>>>

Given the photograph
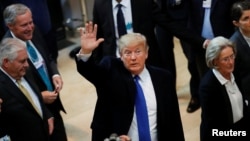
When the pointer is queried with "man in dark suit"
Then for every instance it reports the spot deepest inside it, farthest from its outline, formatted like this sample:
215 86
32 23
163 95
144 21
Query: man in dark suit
208 18
42 18
18 19
116 90
19 118
178 10
140 16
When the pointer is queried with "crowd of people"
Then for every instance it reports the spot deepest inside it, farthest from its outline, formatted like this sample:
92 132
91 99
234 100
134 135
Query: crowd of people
136 66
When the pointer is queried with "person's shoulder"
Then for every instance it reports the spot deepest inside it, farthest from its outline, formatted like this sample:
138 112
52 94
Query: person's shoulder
158 70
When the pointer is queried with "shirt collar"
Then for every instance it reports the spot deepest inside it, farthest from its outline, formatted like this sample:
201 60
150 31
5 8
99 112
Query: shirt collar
125 3
222 79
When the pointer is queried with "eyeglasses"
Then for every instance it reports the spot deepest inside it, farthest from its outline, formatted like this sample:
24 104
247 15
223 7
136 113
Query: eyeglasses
227 59
128 53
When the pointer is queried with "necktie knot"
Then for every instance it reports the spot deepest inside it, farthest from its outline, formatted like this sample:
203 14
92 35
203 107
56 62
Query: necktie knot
136 78
32 52
141 112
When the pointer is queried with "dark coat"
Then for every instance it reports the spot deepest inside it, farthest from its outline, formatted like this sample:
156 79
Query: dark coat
217 110
116 99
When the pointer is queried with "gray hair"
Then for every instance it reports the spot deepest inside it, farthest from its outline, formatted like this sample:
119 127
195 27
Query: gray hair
215 46
9 48
129 38
12 11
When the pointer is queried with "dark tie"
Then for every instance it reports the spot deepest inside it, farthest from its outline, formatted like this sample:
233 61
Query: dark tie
27 95
141 113
32 52
121 21
44 75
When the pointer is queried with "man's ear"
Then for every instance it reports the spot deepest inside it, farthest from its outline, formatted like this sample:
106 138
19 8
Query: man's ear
235 23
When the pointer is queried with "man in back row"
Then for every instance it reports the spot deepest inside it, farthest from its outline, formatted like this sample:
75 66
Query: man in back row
18 19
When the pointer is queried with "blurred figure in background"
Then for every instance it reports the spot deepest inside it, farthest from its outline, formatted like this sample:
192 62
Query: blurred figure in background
42 19
178 11
240 18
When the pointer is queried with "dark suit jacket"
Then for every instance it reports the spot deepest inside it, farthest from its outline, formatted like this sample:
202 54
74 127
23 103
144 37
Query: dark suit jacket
51 65
18 118
145 15
216 109
116 98
242 66
220 17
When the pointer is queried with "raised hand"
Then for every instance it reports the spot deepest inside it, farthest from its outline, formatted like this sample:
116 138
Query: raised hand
88 38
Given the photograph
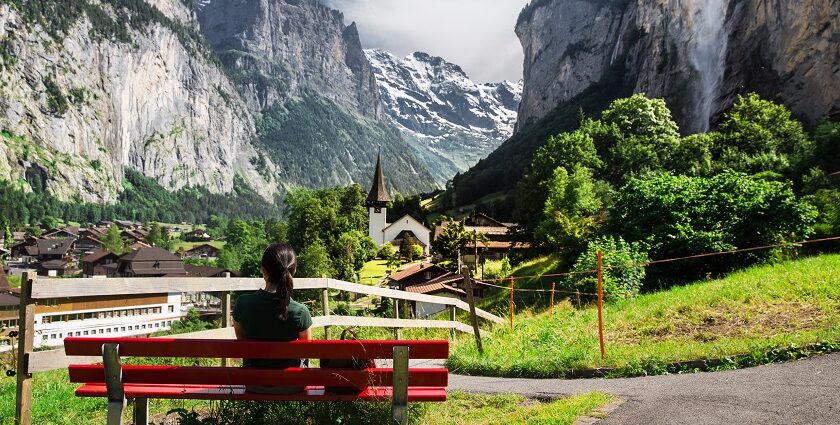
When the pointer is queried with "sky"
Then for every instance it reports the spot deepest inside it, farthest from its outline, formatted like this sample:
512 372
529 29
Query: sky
475 34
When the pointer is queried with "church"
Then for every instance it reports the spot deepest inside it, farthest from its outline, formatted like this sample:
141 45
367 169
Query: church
394 233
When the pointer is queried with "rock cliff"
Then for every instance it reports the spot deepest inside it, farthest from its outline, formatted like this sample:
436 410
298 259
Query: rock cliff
83 98
697 54
451 121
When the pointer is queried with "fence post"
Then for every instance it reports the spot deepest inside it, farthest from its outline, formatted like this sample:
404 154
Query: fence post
452 318
512 304
601 304
465 271
551 310
26 336
396 316
325 306
226 311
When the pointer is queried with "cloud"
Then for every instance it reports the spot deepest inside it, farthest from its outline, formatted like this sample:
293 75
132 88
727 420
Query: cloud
475 34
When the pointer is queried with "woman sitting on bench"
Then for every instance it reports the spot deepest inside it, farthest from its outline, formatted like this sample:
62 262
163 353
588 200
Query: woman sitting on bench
270 314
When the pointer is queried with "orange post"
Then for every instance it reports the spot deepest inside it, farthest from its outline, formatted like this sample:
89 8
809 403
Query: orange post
601 303
512 305
552 299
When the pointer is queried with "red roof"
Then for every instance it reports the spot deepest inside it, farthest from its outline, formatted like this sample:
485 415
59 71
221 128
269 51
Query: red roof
411 270
433 287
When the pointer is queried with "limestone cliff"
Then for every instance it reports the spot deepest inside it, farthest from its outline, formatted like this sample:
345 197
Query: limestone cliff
78 104
697 54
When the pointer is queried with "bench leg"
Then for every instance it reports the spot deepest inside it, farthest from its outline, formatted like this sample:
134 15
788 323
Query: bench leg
399 406
141 411
115 412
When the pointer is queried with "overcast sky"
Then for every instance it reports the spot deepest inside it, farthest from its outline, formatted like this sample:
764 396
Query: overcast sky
475 34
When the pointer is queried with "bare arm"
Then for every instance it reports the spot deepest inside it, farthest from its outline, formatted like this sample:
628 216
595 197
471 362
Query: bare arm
237 329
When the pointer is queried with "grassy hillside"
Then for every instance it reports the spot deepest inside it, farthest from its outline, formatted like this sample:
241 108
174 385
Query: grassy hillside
788 304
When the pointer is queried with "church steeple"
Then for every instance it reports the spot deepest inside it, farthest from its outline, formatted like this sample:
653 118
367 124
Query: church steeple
378 196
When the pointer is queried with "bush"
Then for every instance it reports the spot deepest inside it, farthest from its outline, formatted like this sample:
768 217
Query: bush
496 269
618 281
677 216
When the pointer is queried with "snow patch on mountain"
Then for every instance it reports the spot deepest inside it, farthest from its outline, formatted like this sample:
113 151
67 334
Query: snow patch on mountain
451 121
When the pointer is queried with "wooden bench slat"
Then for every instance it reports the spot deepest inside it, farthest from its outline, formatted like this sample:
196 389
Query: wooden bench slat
235 392
214 348
189 375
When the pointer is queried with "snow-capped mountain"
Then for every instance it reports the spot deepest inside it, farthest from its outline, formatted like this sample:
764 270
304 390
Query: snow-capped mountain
451 121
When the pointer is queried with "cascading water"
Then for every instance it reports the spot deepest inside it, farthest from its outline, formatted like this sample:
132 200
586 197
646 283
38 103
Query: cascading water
707 54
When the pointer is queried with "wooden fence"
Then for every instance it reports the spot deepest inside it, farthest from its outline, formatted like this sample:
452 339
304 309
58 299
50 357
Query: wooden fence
34 289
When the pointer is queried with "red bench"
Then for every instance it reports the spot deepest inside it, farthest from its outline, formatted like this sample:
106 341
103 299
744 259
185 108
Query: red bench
400 384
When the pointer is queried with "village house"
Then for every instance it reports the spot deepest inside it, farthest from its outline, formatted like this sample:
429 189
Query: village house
100 263
414 274
150 262
203 252
406 228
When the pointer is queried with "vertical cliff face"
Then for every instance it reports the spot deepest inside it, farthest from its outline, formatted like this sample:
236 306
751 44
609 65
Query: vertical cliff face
697 54
294 46
312 91
81 102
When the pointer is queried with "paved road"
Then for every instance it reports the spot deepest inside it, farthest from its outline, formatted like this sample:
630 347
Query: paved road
802 392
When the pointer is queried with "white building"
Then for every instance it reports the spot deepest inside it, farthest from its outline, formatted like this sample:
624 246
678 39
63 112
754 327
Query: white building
379 229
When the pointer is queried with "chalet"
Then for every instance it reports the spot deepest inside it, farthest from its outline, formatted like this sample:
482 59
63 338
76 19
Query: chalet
100 263
379 229
203 251
415 274
63 233
150 262
450 285
197 235
87 244
499 234
55 249
203 271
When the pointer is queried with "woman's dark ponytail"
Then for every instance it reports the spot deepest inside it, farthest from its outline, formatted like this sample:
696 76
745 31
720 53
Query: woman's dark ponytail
280 263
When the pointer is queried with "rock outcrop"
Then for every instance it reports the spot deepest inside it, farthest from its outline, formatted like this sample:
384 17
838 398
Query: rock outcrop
697 54
82 104
450 120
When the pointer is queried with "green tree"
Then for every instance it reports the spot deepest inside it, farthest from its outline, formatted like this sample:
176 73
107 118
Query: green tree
678 216
113 241
155 237
572 212
758 136
314 261
619 281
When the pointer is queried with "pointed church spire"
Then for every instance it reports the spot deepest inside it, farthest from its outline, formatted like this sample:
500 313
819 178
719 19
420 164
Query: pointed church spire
378 195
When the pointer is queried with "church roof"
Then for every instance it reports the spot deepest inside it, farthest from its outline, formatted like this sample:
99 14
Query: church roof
378 194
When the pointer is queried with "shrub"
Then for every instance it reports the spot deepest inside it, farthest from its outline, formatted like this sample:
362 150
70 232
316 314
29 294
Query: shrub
678 216
618 281
496 269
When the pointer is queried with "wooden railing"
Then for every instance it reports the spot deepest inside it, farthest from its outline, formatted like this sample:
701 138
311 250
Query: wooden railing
34 289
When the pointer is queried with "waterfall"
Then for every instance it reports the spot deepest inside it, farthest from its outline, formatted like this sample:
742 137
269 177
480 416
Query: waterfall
707 53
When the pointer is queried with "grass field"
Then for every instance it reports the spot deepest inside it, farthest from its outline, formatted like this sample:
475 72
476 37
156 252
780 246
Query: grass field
54 403
764 307
372 272
189 245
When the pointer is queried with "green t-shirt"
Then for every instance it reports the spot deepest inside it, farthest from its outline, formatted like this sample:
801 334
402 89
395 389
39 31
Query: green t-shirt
258 318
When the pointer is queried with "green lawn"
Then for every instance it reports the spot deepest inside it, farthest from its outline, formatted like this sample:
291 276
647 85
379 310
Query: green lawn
372 272
764 307
189 245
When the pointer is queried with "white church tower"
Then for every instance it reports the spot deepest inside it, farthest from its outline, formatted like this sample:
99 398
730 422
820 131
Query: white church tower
376 201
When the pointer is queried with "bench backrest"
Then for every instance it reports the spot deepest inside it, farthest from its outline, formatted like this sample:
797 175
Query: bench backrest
229 348
208 348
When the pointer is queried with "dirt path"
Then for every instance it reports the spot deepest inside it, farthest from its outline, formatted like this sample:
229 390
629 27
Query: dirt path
802 392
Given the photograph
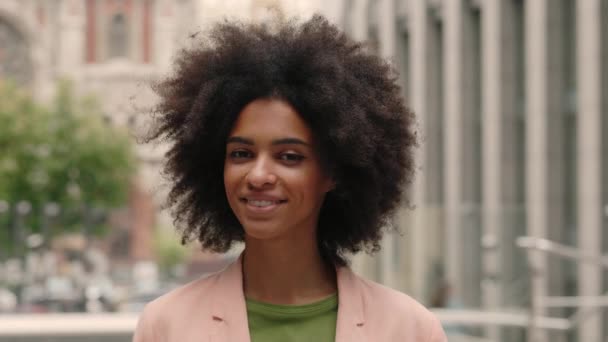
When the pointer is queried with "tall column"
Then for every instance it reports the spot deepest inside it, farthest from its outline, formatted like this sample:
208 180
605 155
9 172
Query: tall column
358 20
164 42
71 41
537 152
387 33
589 155
418 237
453 92
492 112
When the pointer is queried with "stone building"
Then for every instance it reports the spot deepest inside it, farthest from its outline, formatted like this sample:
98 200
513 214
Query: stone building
113 49
511 97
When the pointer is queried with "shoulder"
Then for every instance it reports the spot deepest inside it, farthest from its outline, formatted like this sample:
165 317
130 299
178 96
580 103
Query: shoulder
169 312
399 313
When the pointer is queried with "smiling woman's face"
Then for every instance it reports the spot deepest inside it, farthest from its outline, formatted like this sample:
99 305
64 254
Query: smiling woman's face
274 180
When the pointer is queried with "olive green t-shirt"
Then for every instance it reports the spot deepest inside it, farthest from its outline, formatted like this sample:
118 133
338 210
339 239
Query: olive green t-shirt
314 322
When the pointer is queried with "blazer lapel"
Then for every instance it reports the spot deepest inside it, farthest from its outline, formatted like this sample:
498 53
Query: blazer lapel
350 326
229 312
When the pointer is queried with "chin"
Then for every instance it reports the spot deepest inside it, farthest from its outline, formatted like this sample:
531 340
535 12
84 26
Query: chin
261 231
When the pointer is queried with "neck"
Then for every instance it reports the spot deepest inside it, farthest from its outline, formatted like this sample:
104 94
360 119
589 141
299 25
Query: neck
280 272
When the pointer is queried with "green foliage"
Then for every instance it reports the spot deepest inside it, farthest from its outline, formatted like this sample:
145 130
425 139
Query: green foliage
63 153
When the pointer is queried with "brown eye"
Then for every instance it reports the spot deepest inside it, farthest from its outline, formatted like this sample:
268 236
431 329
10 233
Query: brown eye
240 154
291 158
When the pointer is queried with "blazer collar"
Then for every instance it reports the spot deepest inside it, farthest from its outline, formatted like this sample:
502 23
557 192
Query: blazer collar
229 311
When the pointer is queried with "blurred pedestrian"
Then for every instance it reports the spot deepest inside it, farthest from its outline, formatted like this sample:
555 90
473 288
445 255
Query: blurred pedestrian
293 139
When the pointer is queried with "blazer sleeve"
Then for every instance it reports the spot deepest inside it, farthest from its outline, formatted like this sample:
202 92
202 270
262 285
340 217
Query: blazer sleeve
145 330
437 333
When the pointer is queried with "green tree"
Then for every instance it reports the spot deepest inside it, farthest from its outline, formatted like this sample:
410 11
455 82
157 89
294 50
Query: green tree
59 156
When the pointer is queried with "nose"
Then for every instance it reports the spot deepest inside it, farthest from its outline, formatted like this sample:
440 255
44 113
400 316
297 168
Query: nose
261 174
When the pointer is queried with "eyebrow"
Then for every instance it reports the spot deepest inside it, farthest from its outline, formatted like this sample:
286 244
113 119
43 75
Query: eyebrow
282 141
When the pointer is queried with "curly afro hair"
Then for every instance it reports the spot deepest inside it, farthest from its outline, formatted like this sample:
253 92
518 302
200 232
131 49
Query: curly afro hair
348 97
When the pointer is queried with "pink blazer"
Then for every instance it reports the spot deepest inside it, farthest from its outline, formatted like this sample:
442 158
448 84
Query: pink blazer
213 310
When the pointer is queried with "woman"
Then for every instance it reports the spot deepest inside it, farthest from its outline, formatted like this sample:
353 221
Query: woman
294 140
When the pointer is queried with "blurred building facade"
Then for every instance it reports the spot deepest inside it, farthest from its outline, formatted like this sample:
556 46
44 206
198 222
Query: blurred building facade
113 49
512 103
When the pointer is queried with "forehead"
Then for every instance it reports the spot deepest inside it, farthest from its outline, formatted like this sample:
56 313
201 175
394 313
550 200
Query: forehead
270 118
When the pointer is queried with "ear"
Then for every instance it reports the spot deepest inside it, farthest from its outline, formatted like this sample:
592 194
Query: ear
330 185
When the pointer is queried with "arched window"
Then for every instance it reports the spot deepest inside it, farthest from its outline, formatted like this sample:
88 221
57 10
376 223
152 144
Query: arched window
118 36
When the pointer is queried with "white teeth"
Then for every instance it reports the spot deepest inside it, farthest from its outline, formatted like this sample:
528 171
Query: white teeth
260 203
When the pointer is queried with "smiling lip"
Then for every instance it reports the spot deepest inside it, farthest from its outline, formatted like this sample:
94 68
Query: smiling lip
262 204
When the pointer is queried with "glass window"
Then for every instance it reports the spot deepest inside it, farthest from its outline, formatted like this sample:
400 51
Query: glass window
118 36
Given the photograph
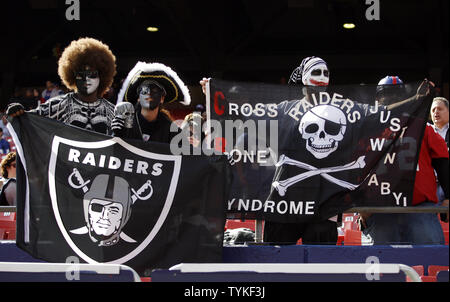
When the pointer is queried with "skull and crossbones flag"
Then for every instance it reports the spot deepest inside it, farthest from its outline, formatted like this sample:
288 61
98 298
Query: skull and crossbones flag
305 153
105 200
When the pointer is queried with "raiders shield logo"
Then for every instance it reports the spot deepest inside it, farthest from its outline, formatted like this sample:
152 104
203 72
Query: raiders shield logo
110 198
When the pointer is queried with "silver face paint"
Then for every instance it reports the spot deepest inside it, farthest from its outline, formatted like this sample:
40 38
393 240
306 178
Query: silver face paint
143 95
318 76
92 84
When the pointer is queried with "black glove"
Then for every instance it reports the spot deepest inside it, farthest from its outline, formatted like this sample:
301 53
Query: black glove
118 126
15 109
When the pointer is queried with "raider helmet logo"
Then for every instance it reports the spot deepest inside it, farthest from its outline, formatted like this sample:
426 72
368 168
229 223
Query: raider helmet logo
110 195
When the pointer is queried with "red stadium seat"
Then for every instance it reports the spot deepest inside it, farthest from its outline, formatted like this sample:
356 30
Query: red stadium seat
8 225
419 269
434 269
444 225
352 237
428 278
237 223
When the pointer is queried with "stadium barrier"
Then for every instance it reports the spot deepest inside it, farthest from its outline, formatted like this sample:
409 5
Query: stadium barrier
61 272
285 272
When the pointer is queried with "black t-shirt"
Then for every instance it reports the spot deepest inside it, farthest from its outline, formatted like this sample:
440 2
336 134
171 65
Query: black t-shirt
3 198
158 130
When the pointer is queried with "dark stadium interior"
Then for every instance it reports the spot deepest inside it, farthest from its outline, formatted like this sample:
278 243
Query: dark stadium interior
240 39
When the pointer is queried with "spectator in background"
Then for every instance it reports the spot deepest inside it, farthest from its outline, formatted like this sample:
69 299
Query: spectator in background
3 124
148 86
4 145
50 91
439 116
413 228
86 66
8 171
30 100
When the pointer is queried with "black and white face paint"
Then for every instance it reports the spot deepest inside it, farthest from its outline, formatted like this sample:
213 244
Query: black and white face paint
87 81
316 74
150 94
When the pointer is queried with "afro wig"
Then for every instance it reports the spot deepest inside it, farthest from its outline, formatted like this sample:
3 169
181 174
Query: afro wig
87 52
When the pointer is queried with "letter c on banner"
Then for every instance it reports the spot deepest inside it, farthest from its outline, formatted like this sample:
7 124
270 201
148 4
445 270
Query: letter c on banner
220 143
218 109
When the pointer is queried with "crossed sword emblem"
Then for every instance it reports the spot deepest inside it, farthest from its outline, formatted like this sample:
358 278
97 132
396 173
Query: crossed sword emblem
282 185
82 184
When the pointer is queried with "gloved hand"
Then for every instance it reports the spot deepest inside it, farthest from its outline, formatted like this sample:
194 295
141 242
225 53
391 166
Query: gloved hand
118 126
425 88
15 109
231 159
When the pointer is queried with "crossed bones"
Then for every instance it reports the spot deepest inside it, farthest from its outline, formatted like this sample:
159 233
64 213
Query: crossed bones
283 185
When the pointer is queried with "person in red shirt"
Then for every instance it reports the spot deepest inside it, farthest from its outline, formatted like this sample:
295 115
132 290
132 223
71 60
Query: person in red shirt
414 228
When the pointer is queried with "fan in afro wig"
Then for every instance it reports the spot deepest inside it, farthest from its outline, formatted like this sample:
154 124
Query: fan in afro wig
87 52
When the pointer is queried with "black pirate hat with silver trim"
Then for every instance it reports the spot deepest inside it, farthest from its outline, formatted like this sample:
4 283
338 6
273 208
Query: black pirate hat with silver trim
164 76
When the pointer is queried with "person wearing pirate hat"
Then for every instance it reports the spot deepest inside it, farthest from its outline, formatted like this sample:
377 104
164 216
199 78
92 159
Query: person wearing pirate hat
313 75
87 67
139 113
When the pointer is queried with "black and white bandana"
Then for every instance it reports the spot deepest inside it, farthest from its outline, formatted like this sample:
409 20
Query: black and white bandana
302 74
96 116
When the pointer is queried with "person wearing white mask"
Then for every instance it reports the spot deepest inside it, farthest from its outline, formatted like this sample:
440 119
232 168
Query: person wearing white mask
439 116
87 66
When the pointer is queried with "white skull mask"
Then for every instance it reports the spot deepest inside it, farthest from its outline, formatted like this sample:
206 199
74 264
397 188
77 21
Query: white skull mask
323 127
316 76
125 111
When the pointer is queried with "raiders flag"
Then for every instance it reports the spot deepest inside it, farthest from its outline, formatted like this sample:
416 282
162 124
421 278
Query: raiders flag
106 200
304 153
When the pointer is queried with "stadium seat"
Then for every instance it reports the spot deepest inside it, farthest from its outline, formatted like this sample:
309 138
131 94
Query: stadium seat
237 223
442 276
434 269
444 225
352 237
8 225
420 271
428 278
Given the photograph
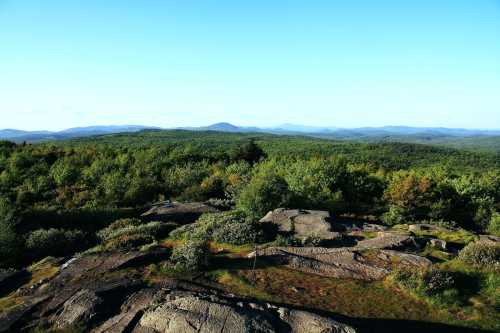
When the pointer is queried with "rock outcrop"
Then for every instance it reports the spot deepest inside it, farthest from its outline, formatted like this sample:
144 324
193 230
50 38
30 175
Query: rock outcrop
81 307
390 241
103 293
301 223
346 263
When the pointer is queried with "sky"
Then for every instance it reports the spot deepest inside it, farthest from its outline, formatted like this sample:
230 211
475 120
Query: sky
252 63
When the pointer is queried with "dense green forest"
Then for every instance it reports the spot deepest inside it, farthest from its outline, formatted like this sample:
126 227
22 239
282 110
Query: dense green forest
67 190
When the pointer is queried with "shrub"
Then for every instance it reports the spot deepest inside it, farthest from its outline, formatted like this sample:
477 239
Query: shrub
311 240
494 225
191 256
425 282
237 233
265 192
231 227
395 215
128 242
44 242
435 281
481 254
117 225
10 245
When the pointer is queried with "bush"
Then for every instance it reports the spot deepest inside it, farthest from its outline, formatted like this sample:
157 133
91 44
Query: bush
231 227
265 192
117 225
435 281
128 242
481 254
10 245
395 215
494 225
191 256
425 282
237 233
126 234
44 242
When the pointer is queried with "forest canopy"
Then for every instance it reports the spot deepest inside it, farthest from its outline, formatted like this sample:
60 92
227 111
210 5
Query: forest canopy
91 180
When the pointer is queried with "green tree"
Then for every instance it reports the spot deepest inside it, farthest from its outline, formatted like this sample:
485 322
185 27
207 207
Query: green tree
266 191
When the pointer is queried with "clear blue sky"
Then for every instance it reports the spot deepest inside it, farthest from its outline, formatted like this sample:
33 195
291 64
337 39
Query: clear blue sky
256 62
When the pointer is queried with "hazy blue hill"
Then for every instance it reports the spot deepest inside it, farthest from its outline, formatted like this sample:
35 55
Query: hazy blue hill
35 136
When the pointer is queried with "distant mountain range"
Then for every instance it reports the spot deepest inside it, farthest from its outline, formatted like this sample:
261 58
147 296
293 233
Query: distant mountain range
456 137
34 136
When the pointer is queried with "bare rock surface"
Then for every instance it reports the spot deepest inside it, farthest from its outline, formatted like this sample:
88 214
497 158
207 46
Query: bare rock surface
438 243
104 293
80 308
194 314
388 241
202 313
348 263
301 223
307 322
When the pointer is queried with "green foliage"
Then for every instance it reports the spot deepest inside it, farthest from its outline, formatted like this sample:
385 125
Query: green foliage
395 215
80 183
191 256
232 227
126 234
55 242
494 225
316 183
481 254
439 285
10 245
266 191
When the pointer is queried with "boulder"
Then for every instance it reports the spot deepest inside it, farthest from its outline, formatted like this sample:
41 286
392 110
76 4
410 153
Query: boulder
307 322
211 313
345 263
301 223
10 279
387 240
130 311
438 243
194 314
80 308
186 212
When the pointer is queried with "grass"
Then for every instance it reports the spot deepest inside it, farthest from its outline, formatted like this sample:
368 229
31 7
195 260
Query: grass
238 284
459 236
474 300
42 270
353 298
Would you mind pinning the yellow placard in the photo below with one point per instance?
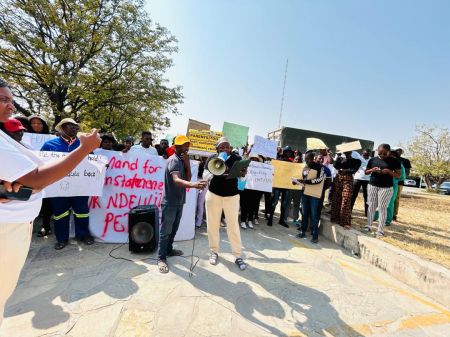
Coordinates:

<<<

## GIVEN REQUEST
Print exactly the span of lines that begins with the line containing "Would you mind" and ends with the last line of the listing, with no pictures.

## EXERCISE RESPONSE
Would you mind pinning the yellow placard in the photo below with one point per instance?
Coordinates:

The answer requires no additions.